Exercise goal — Copy the lines below word for word, skipping any image.

*** Extracted entries

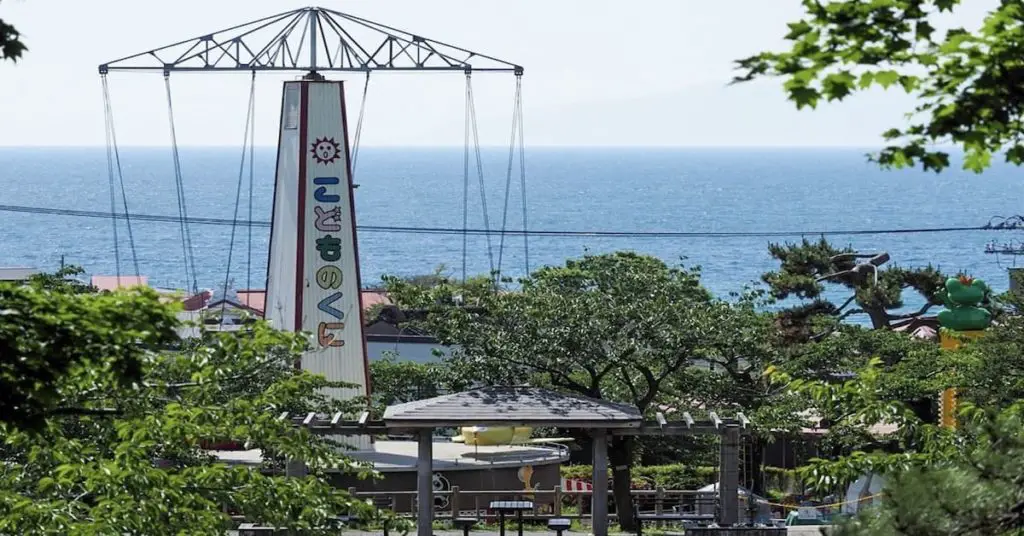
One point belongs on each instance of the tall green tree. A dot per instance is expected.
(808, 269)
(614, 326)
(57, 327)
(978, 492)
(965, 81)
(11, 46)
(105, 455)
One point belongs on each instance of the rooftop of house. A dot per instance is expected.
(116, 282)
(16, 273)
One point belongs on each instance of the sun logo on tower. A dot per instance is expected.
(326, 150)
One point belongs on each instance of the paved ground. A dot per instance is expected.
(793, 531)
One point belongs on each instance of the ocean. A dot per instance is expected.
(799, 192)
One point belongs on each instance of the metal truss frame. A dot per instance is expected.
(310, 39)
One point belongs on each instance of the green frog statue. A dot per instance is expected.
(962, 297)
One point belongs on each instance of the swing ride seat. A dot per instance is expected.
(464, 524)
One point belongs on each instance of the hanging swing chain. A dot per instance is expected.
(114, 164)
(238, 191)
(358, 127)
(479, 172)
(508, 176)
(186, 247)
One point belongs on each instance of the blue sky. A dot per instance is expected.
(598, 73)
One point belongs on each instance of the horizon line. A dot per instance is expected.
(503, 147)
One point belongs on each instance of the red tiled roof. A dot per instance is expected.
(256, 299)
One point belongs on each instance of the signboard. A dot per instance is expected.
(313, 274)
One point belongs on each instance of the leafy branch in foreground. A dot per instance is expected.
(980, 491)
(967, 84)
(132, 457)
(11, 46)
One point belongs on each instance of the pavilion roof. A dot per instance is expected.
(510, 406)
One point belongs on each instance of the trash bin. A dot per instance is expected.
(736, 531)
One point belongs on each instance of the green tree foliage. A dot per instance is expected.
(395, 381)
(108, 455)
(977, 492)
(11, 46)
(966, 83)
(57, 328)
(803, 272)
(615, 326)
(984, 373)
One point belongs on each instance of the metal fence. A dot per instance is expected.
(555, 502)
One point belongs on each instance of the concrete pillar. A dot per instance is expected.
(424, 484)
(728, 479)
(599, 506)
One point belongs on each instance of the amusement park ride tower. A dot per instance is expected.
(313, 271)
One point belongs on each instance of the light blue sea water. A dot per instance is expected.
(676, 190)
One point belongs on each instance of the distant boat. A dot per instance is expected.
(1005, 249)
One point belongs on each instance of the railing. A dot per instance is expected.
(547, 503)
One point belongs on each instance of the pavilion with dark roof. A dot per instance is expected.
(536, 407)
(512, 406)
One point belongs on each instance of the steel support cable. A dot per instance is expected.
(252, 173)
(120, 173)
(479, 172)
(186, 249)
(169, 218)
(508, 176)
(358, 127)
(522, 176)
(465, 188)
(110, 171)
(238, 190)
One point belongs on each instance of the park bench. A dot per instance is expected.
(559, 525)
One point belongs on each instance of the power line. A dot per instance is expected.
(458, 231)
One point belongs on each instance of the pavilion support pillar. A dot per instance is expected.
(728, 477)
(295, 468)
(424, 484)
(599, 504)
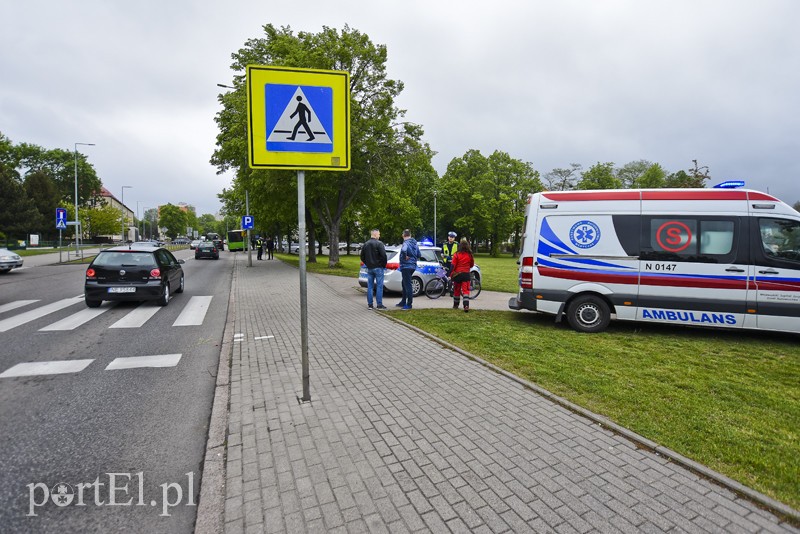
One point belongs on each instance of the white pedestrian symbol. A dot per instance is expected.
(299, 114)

******

Solved problem —
One point belongs on each instance of the tall green tree. A dot per instance is expected.
(808, 269)
(614, 326)
(57, 327)
(978, 492)
(965, 81)
(11, 46)
(105, 455)
One point belongs on each instance of the rooftop of house. A dot per instance is expected.
(116, 282)
(16, 273)
One point belongs on each instance of the sun logo on tower. A dot per instance is expected.
(326, 150)
One point belongs on each instance of the paved ground. A dot per instance is expected.
(793, 531)
One point belongs on each instance of the ocean. A dot per instance is expected.
(799, 192)
One point belongs on each instance of the metal truss frame. A dot per instance is expected.
(310, 39)
One point belongs on each instance of the green frog statue. A dot per instance is expected.
(962, 297)
One point belongs on each instance of the swing ride seat. A dot per instance is expected.
(464, 524)
One point belongs on each instance of the hanging swing chain. A dot per instance is expected.
(114, 164)
(238, 191)
(358, 127)
(479, 172)
(508, 176)
(186, 247)
One point belongs on each instance of the blue sky. A dot per instance is expected.
(598, 73)
One point belongs on each instance of the horizon line. A dot per instance is expected.
(503, 147)
One point belongs on each instance of the red tiled roof. A dot per instance is expected.
(256, 299)
One point belongs on each instance of the signboard. A dot per instance is expected.
(313, 274)
One point belongs on each instance of the leafy branch in foreground. A dot per instance is expected.
(980, 491)
(967, 84)
(132, 457)
(11, 46)
One point belongs on each instance of the pavilion roof. A dot per instance is expected.
(510, 406)
One point belongs on each instance of the trash bin. A dot per instance is expected.
(736, 531)
One point belongs on each instance of the green tree foliage. A dot per instance is expected.
(395, 381)
(108, 455)
(977, 492)
(11, 46)
(966, 83)
(57, 328)
(803, 272)
(615, 326)
(984, 373)
One point belongs on each instance of the metal fence. A dot per instance is expected.
(555, 502)
One point belongs on each instance of the concrete pillar. A dot per instance is expected.
(424, 484)
(728, 479)
(599, 506)
One point belongs on each instance of the amusement park ride tower. A dot per instance is expected.
(313, 271)
One point belongs on each instance of the light blue sea water. A dot per instance is expected.
(676, 190)
One point belongs on each instance of the distant boat. A dot per instance is expected.
(1005, 249)
One point belongs on each instance of the railing. A dot per instance is expected.
(547, 503)
One point belongs on each instance of the pavilion with dark roof. A dot per instance is expected.
(536, 407)
(512, 406)
One point belongs on each instance of the steel support cable. A dot per instance is expected.
(252, 173)
(120, 173)
(479, 172)
(186, 249)
(169, 218)
(508, 176)
(358, 127)
(522, 176)
(465, 188)
(110, 171)
(238, 190)
One point belongs on each instance of the park bench. A dot per instance is expected.
(559, 525)
One point belongs on each instance of the power line. A dot per instance is expected.
(458, 231)
One point belongs on each instance of the pavilion support pillar. A dot per instance is expected.
(728, 477)
(295, 468)
(424, 484)
(599, 504)
One point belongs on each instance of the white pedestrian symbol. A dot per instance is expected.
(299, 114)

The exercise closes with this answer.